The task – From the first line to the last, return the data exactly as written.
%%
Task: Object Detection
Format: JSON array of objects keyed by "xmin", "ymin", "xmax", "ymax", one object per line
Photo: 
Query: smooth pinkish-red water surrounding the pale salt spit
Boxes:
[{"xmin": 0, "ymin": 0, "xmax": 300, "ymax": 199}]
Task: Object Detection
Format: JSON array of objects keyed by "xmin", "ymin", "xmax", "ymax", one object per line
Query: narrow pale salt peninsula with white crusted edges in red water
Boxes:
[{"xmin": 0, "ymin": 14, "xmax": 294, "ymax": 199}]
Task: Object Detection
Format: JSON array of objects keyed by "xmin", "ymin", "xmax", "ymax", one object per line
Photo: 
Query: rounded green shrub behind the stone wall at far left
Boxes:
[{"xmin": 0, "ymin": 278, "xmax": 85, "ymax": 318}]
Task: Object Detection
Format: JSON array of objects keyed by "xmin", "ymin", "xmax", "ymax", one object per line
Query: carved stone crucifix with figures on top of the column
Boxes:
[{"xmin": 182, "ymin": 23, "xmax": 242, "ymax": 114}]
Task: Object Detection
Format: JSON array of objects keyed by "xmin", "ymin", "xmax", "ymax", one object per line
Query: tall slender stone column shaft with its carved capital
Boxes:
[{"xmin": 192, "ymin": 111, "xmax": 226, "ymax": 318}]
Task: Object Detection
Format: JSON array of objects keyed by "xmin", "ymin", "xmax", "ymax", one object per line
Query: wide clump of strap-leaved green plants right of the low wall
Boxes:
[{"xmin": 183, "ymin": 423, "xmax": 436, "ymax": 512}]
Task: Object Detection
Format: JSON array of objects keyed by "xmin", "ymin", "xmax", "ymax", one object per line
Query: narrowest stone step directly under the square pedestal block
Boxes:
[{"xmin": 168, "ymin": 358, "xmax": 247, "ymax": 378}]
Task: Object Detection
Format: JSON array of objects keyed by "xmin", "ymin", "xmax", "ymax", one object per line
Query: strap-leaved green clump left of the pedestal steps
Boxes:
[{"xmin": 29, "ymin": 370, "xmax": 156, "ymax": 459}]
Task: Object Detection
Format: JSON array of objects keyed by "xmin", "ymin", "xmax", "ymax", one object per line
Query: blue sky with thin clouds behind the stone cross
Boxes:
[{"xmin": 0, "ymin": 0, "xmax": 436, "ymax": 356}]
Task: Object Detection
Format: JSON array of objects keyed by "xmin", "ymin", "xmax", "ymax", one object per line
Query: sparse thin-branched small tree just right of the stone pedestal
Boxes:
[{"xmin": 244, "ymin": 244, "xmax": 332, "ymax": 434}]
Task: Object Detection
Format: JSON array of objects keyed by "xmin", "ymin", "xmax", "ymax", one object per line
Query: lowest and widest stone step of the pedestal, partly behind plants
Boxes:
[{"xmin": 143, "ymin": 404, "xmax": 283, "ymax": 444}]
%%
Task solution –
Task: Object Detection
Format: JSON array of objects keyed by "xmin", "ymin", "xmax", "ymax", one object per line
Photo: 
Query: smooth pinkish-red water surrounding the pale salt spit
Boxes:
[{"xmin": 0, "ymin": 0, "xmax": 300, "ymax": 199}]
Task: Object Detection
Format: JSON array of objects keyed by "xmin", "ymin", "xmax", "ymax", one object per line
Query: narrow pale salt peninsula with white crusted edges in red water
Boxes:
[{"xmin": 0, "ymin": 14, "xmax": 294, "ymax": 199}]
Task: Object Detection
Format: JSON array of objects keyed by "xmin", "ymin", "xmax", "ymax", one object per line
Photo: 
Query: rounded green shrub behind the stone wall at far left
Boxes:
[{"xmin": 0, "ymin": 278, "xmax": 85, "ymax": 318}]
Task: Object Detection
Format: JSON array of objects keyed by "xmin", "ymin", "xmax", "ymax", one object per line
Query: carved stone crucifix with figures on top of the column
Boxes:
[{"xmin": 182, "ymin": 23, "xmax": 242, "ymax": 114}]
Task: Object Detection
Format: JSON array of objects keyed by "xmin", "ymin", "xmax", "ymax", one object per line
Query: tall slender stone column shaft with its carved capital
Boxes:
[{"xmin": 192, "ymin": 111, "xmax": 226, "ymax": 318}]
Task: Object Detection
Format: JSON array of objects keyed by "xmin", "ymin", "xmax", "ymax", one object per line
Query: wide clump of strap-leaved green plants right of the low wall
Boxes:
[{"xmin": 183, "ymin": 423, "xmax": 436, "ymax": 512}]
Task: Object Detection
Format: JSON array of objects keyed by "xmin", "ymin", "xmax", "ymax", one object per line
Query: narrowest stone step directly under the square pedestal block
Boxes:
[{"xmin": 168, "ymin": 358, "xmax": 247, "ymax": 378}]
Task: Object Detection
Format: JSON array of objects keyed by "xmin", "ymin", "xmax", "ymax", one object per line
Query: strap-leaved green clump left of the pedestal steps
Boxes:
[{"xmin": 29, "ymin": 370, "xmax": 156, "ymax": 459}]
Task: Object Detection
Format: JSON array of objects keyed by "xmin", "ymin", "xmax", "ymax", one object per line
Query: blue sky with thin clouds behind the stone cross
Boxes:
[{"xmin": 0, "ymin": 0, "xmax": 436, "ymax": 356}]
Task: Object Detection
Format: JSON array of objects keyed by "xmin", "ymin", "xmax", "ymax", one object per line
Query: sparse thin-branched small tree just right of the stone pedestal
Boxes:
[{"xmin": 244, "ymin": 244, "xmax": 332, "ymax": 434}]
Task: Object Detection
Format: JSON array of objects keyed by "xmin", "ymin", "xmax", "ymax", one object per line
Query: lowest and widest stone step of the pedestal, partly behind plants
Boxes:
[{"xmin": 143, "ymin": 404, "xmax": 283, "ymax": 444}]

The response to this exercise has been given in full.